WHAT YOU SHOULD DO: Please count the lines in the records below that contain the word "window". Give only the number.

PROVIDED RECORDS:
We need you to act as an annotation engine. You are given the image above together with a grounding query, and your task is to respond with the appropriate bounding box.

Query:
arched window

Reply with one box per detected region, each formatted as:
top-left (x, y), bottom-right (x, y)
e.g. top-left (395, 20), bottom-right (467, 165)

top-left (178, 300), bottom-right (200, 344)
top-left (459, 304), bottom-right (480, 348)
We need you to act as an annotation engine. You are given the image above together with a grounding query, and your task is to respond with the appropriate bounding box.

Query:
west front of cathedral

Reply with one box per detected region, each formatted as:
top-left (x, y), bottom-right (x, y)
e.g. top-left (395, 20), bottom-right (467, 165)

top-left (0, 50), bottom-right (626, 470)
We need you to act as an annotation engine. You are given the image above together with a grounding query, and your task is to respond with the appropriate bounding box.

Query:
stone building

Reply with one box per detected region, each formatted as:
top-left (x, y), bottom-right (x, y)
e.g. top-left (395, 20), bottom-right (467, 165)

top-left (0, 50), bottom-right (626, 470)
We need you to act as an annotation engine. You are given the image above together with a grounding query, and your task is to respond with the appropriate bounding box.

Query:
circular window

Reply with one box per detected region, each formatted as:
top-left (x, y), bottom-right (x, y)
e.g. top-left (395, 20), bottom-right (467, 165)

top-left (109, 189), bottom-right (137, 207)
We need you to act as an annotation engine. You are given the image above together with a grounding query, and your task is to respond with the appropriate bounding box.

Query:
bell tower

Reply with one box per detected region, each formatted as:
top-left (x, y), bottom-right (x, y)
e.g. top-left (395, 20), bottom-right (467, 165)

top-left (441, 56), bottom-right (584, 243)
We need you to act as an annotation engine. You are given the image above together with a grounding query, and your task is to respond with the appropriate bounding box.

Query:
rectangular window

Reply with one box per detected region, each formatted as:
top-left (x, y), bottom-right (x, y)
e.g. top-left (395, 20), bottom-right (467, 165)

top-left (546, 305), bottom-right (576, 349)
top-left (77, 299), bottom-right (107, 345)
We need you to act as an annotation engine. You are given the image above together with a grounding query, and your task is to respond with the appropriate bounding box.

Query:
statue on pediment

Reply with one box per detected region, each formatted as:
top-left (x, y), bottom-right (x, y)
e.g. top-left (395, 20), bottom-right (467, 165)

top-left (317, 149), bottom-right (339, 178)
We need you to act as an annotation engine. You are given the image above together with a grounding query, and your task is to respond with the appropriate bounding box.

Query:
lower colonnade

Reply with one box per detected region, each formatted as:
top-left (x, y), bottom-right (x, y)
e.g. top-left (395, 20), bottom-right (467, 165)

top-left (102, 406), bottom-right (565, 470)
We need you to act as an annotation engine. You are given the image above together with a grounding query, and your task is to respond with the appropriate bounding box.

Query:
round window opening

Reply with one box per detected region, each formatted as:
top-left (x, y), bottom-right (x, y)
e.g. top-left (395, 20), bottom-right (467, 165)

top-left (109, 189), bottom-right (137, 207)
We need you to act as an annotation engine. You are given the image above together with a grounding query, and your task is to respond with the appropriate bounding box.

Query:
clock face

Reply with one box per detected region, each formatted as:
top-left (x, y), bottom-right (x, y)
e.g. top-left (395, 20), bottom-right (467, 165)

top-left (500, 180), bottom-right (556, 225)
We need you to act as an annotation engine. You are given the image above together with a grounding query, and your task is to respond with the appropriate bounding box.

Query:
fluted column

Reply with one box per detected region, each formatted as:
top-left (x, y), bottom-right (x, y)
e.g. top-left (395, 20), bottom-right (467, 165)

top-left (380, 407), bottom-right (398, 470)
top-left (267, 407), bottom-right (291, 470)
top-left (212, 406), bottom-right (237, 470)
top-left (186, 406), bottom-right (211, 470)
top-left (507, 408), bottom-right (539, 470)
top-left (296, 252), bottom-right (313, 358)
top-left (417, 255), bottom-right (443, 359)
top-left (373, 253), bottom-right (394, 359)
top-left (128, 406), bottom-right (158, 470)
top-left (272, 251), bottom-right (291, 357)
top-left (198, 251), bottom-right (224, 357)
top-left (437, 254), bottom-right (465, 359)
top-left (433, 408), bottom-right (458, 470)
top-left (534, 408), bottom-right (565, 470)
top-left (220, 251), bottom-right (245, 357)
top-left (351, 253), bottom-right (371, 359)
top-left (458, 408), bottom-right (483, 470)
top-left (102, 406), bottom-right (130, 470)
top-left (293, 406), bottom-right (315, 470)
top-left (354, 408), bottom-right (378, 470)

RESULT OF THIS TASK: 4